- Opening Delimiter -
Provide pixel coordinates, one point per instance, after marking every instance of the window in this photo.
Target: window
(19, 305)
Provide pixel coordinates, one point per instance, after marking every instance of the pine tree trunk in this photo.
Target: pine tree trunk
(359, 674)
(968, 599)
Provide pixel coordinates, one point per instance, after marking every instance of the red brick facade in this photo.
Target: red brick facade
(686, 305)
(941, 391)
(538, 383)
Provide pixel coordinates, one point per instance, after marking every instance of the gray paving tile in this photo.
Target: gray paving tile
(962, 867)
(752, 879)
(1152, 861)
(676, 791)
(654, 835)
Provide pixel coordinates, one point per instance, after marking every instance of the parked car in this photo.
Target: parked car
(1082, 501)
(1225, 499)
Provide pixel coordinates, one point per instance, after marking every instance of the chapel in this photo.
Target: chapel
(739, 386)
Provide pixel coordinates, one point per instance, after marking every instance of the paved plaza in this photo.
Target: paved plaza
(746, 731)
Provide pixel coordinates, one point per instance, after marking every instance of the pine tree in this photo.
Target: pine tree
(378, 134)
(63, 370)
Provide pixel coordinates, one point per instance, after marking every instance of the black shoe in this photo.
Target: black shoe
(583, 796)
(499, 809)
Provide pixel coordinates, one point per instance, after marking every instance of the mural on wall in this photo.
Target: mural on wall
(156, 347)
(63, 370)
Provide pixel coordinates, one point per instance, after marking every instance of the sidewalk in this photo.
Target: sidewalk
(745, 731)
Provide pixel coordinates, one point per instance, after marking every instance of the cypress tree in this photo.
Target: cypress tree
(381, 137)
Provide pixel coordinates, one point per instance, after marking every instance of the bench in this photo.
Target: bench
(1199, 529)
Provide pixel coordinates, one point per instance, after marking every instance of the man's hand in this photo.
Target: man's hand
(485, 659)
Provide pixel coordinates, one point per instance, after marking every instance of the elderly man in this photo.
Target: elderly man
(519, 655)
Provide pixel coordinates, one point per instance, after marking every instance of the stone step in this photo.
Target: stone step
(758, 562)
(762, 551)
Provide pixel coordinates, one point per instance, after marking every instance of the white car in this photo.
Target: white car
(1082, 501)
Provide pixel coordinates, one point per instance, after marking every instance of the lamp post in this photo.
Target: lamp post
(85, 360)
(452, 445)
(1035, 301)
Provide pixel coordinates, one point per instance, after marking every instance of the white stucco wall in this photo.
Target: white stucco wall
- Closing Delimiter -
[ASSIGNMENT] Copy out the material above in its entirety, exactly.

[SOLUTION FOR THIS PROBLEM]
Provide pixel coordinates, one point per instance, after marking every instance of the window in this photo.
Target: window
(19, 305)
Provide pixel coordinates, one point per instance, after marking every instance of the pine tree trunk in this photo.
Target: pine tree trunk
(359, 674)
(968, 599)
Provide pixel coordinates, one point per instance, after marking every instance of the red brick facade in this photo.
Target: red brick facade
(686, 305)
(941, 391)
(538, 383)
Provide pixel coordinates, one point per instance, after marking every instance of the gray paving tile in this photo.
Target: gray paving tile
(962, 867)
(752, 879)
(1152, 861)
(676, 791)
(654, 835)
Provide pixel coordinates, one point per instance, after marking every instance of the parked car in this photo.
Target: parked car
(1082, 501)
(1225, 499)
Provide pixel coordinates, one point per instance, after marking every instance of the chapel in this photo.
Target: chapel
(739, 386)
Provide pixel coordinates, one point per instance, after marking every instance of the paved plaza in this photo.
Target: paved plaza
(746, 731)
Provide pixel coordinates, one point per instance, after marking every instance of the pine tree in this photo.
Target: pine tree
(378, 134)
(63, 370)
Provide pixel coordinates, one point per instance, after marking every instance of the black shoe in this photo.
Target: black shoe
(583, 796)
(499, 809)
Provide pixel coordinates, one point per instance, after marking every instance of the mural on wall in this photo.
Target: mural on wall
(156, 347)
(63, 370)
Provide pixel coordinates, one point per instance, after marking every instance of the sidewalk in this photo.
Target: sidewalk
(745, 731)
Provide pixel coordinates, one point per instance, after marking every instance of the cypress tree in this photo.
Target: cypress tree
(381, 137)
Provide pixel coordinates, one point per instance, after marking every instance of the bench in this photo.
Target: bench
(1199, 529)
Provide pixel coordinates, one point per instance, after marking every instance of the man's hand in this photo.
Target: man's hand
(485, 659)
Provide pixel coordinates, one point per instance, after marking every instance of the elderly man in this photo.
Target: elderly man
(519, 655)
Provide pixel coordinates, one point per instance, after marking every instance of the stone step in this photo.
Target: stone step
(758, 562)
(762, 551)
Provide pixel coordinates, one point per instance, after marking every instance of the white car in this photo.
Target: white car
(1082, 501)
Provide pixel coordinates, one point per instance, after marking every instance of the lamp post in this photo.
Target: lamp post
(85, 360)
(452, 445)
(1035, 301)
Provide pixel coordinates, one point per instance, after marking every instance of the white stucco wall in this photo.
Target: white stucco wall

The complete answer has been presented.